Extrait à lire:
Kobe Bryant est mort et c’est tout le sport mondial qui éponge ses larmes. Le « Black Mamba » était un joueur de légende, une source d’inspiration, et l’argument de ventes des plus grandes marques.
Ce matin vers 9h, heure française, l’Australien Nick Kyrgios est rentré sur le court de l’Open d’Australie avec un maillot des Lakers, floqué du numéro huit et du nom « Bryant ». Les larmes aux yeux, le fantasque tennisman – qui « déteste son sport » -, a rendu hommage à « Kobe » décédé dimanche. Lui, sa fille de 13 ans, Gianna, et sept autres personnes ont péri dans un crash d’hélicoptère qui les menaient à un entraînement.

Consignes:
**A)** Modifiez le passage de l'extrait sur Kobe Bryant qui commence par « Kobe Bryant est » et se poursuit jusqu'à « à un entraînement. », en remplaçant « hélicoptère » par « avion ».
**B)** D'après l'extrait sur Kobe Bryant, quel âge avait sa fille Gianna ?

Liste des lignes:
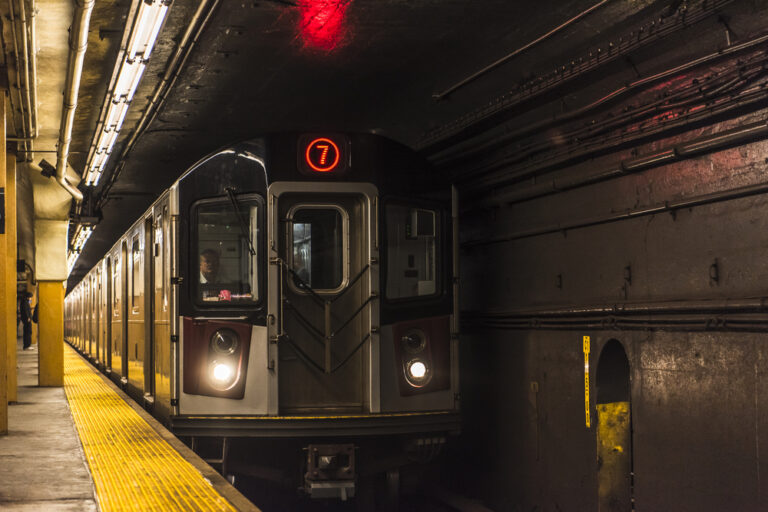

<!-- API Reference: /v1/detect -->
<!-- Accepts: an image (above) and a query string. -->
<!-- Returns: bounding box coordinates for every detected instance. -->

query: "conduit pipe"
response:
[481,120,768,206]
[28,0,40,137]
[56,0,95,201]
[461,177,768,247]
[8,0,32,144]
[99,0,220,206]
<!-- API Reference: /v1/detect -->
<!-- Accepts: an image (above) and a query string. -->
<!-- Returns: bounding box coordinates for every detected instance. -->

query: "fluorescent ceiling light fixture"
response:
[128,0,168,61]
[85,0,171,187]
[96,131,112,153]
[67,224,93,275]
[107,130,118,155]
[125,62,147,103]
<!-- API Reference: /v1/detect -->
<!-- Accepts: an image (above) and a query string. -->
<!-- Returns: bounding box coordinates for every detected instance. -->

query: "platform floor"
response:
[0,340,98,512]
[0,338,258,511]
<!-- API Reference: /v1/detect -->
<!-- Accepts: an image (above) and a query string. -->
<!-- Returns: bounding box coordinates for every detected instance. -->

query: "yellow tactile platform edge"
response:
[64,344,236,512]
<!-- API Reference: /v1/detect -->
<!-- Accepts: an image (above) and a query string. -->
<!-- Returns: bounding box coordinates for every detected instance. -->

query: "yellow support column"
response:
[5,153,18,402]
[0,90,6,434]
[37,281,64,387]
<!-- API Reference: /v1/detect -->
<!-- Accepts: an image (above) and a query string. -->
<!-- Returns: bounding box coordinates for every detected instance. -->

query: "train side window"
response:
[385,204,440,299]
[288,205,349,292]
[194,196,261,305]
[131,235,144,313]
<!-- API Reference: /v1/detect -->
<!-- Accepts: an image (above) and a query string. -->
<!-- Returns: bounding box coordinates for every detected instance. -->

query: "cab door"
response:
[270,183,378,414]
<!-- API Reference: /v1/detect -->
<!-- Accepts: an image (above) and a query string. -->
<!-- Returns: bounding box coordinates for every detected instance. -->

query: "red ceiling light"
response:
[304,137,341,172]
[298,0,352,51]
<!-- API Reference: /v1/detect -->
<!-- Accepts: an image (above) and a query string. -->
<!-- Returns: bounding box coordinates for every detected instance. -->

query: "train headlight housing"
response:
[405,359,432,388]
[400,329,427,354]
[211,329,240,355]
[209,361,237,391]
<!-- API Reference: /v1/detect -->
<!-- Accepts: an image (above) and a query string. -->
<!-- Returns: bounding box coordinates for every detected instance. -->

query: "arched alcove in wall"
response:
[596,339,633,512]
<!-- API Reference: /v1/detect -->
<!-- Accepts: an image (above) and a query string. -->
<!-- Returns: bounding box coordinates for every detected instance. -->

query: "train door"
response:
...
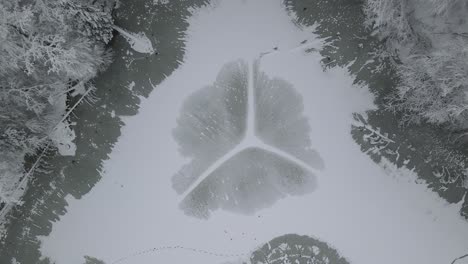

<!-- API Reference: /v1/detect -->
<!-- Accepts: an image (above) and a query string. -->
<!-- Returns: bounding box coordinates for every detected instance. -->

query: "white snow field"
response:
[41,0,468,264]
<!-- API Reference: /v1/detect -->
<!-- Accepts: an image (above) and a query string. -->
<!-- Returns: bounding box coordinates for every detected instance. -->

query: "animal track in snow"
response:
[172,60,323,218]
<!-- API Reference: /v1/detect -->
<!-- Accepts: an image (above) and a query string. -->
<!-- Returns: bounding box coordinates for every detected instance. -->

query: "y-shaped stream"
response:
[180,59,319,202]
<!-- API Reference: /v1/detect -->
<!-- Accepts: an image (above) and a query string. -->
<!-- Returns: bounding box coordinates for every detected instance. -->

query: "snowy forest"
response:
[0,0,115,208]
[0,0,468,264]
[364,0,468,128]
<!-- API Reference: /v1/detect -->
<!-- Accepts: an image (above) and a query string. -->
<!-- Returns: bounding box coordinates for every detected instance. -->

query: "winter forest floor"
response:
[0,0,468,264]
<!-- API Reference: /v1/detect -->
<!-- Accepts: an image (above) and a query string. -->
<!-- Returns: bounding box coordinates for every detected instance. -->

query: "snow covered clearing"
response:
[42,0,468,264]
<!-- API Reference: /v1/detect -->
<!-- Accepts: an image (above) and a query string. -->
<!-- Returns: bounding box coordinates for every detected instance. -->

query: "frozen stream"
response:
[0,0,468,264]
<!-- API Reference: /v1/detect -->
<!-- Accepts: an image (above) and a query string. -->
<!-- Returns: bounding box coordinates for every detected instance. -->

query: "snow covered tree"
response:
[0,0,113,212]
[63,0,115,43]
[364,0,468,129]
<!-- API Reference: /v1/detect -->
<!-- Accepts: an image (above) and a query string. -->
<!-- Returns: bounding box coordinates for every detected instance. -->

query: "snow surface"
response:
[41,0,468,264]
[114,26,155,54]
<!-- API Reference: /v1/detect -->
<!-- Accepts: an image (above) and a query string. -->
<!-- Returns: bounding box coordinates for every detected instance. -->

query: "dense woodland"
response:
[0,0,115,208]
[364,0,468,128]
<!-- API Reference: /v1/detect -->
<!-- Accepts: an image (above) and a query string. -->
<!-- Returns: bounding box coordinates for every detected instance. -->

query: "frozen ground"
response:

Corrigé:
**A)**
Kobe Bryant est mort et c’est tout le sport mondial qui éponge ses larmes. Le « Black Mamba » était un joueur de légende, une source d’inspiration, et l’argument de ventes des plus grandes marques.
Ce matin vers 9h, heure française, l’Australien Nick Kyrgios est rentré sur le court de l’Open d’Australie avec un maillot des Lakers, floqué du numéro huit et du nom « Bryant ». Les larmes aux yeux, le fantasque tennisman – qui « déteste son sport » -, a rendu hommage à « Kobe » décédé dimanche. Lui, sa fille de 13 ans, Gianna, et sept autres personnes ont péri dans un crash d’avion qui les menaient à un entraînement.

**B)** Elle avait 13 ans.